- **Your objective**: The expected response is a copy of every line in the entries below that includes the word "target".

- **Data listing**:
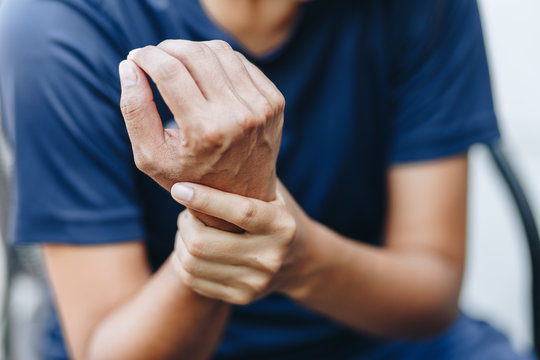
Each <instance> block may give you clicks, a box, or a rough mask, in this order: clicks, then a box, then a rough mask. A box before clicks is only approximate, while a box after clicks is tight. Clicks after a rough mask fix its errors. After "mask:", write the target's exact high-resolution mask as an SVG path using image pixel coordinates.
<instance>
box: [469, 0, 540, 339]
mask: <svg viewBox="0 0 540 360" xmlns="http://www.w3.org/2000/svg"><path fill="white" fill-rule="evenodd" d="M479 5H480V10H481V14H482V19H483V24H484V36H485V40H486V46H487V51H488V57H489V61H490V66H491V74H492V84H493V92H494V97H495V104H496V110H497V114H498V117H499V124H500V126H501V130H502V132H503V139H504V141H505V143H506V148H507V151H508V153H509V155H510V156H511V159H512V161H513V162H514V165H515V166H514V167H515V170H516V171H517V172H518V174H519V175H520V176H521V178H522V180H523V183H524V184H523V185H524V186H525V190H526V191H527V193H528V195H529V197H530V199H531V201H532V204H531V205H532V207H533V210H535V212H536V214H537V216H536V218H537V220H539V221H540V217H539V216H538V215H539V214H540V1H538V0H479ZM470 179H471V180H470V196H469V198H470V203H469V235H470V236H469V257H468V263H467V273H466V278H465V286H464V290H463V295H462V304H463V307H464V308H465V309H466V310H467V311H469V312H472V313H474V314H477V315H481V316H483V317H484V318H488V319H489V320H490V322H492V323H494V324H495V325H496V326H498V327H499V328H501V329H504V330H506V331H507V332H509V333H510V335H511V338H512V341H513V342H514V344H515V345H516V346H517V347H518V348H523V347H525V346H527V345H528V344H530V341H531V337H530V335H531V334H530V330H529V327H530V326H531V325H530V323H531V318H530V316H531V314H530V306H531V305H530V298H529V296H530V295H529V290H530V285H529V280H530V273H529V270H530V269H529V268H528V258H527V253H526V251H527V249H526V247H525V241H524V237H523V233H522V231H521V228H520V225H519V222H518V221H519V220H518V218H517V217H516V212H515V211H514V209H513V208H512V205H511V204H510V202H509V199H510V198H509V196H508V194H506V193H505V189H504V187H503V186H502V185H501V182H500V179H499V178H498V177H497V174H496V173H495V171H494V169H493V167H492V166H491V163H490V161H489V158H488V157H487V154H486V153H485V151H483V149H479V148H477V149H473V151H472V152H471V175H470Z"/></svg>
* * *
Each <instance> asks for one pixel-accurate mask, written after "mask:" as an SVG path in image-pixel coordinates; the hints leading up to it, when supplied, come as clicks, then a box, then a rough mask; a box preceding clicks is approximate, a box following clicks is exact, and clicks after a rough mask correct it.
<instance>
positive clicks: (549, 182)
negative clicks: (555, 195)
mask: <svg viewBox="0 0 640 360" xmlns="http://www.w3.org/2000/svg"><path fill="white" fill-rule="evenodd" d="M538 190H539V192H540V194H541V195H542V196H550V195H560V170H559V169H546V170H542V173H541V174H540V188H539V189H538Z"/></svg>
...
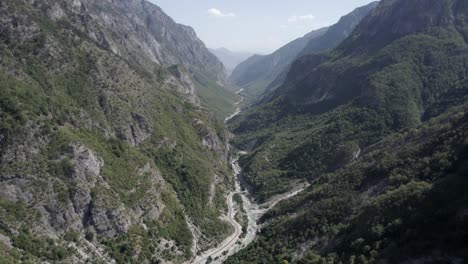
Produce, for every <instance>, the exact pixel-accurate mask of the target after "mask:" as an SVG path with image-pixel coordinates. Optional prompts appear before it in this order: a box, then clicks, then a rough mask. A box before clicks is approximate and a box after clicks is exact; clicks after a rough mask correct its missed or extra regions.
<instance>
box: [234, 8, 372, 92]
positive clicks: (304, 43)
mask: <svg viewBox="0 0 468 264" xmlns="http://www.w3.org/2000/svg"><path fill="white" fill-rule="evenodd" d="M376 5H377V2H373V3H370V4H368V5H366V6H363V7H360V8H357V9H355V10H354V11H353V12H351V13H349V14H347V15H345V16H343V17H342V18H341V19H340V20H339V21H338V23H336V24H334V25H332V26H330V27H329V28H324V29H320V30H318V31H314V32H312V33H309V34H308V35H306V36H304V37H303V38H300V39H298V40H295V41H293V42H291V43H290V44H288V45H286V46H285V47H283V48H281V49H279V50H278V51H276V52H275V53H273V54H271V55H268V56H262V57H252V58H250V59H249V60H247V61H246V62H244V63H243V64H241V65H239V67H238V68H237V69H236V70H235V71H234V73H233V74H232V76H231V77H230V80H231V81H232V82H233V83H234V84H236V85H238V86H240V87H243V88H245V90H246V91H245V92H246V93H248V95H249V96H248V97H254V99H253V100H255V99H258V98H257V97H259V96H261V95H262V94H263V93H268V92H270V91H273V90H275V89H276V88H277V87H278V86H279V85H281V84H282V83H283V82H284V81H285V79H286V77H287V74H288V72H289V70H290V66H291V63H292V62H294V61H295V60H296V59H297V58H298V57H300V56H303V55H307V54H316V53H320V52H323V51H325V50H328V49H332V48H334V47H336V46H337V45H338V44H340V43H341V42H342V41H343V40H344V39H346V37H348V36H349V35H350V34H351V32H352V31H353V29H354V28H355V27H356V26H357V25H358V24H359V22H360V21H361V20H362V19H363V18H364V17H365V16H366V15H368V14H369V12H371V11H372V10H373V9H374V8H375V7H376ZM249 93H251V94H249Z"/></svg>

- **Result for this exercise**:
Each <instance> block may give you clicks, a box, or a rough mask, in this order: clicks, then a box, then a rough mask. A box before clicks is only approximate, while a box after clicks is tight. Clicks after a rough mask fix its errors. After "mask:", write the target's exact high-resolution mask as an SVG path using image pixel coordinates.
Produce, for every <instance>, the exact pixel-accurate mask of the target after "mask:" as an SVG path with image-pixel coordinates. Optional prompts appear before it in this order: a box, then clicks, then a rough mask. A box before clicks is approximate and a box after clicks is exact; clicks after a rough mask correct its missed or extra regions.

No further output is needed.